TAREFA PEDIDA A: Informe quantas linhas das entradas contêm a palavra "rule" e responda apenas com o número.

TRECHO EXIBIDO:
---
RESENHA: A segunda pátria, de Miguel Sanches Neto

A chamada história alternativa é sempre vista como uma opção bastante perigosa para os escritores. É que os riscos assumidos são muito altos, a começar pelo desafio de se criar algo que seja ao menos crível, sob pena de cair no ridículo. 

O mais conhecido romance desta linha é The Man in the High Castle, onde Philip Dick mata Roosevelt em 1933, o país afunda na Grande Depressão e imagina um mundo dividido entre alemães e japoneses. Os Estados Unidos são retalhados em diversos estados fantoches; a maior parte do Brasil entra na esfera japonesa.

Mais recente, um livro realmente bom foi Complô contra a América, de Philip Roth: e se Roosevelt perdesse a eleição? E se, em seu lugar, o presidente fosse Charles Lindbergh, notório simpatizante? Roth elabora um poderoso romance, consegue criar uma atmosfera opressora e ao mesmo tempo verossímil - e talvez por isso mesmo assustadora. Em 1941, Lindbergh assina um pacto de não agressão com a Alemanha e o Japão, Ribbentrop é recepcionado na Casa Branca e os judeus americanos são submetidos a um "programa de reassentamento" carinhosamente chamado Gente como a Gente (hum... tem nome de programa do governo federal daqui), levando-os a viver nos confins do país para aprender o modo de vida do "verdadeiro americano". Mas Roth faz a retomada e, em 1942, faz com que o avião de Lindbergh desapareça sem vestígios. Roosevelt acaba retornando ao poder e a História o seu rumo.

E no Brasil? O tema da Segunda Guerra é estranhamente negligenciado entre nossos romancistas, salvo as honrosas exceções. História alternativa, então, nem pensar... O que teria acontecido na hipótese de Getúlio Vargas ter aderido formalmente ao Eixo? Como seria a nova vida dos judeus e, principalmente (levando em consideração o contexto nacional e o tamanho das populações por aqui) dos negros?
---
AS ENTRADAS:
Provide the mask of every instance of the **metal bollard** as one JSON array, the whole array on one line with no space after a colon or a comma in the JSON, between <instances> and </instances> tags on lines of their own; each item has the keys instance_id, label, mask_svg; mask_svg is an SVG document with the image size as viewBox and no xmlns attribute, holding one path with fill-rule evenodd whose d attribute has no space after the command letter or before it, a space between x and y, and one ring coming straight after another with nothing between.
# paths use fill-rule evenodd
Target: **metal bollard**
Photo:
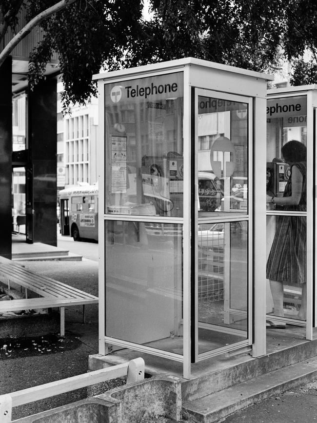
<instances>
[{"instance_id":1,"label":"metal bollard","mask_svg":"<svg viewBox=\"0 0 317 423\"><path fill-rule=\"evenodd\" d=\"M129 362L127 384L134 383L144 379L144 361L141 357Z\"/></svg>"},{"instance_id":2,"label":"metal bollard","mask_svg":"<svg viewBox=\"0 0 317 423\"><path fill-rule=\"evenodd\" d=\"M0 395L0 422L10 423L12 416L12 399L10 395Z\"/></svg>"}]
</instances>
---
TAREFA PEDIDA B: Liste, sem repetições, todas as pessoas citadas pelo nome na resenha.

RESULTADO DA TAREFA A: 3

RESULTADO DA TAREFA B:
Miguel Sanches Neto
Philip Dick
Roosevelt
Philip Roth
Charles Lindbergh
Ribbentrop
Getúlio Vargas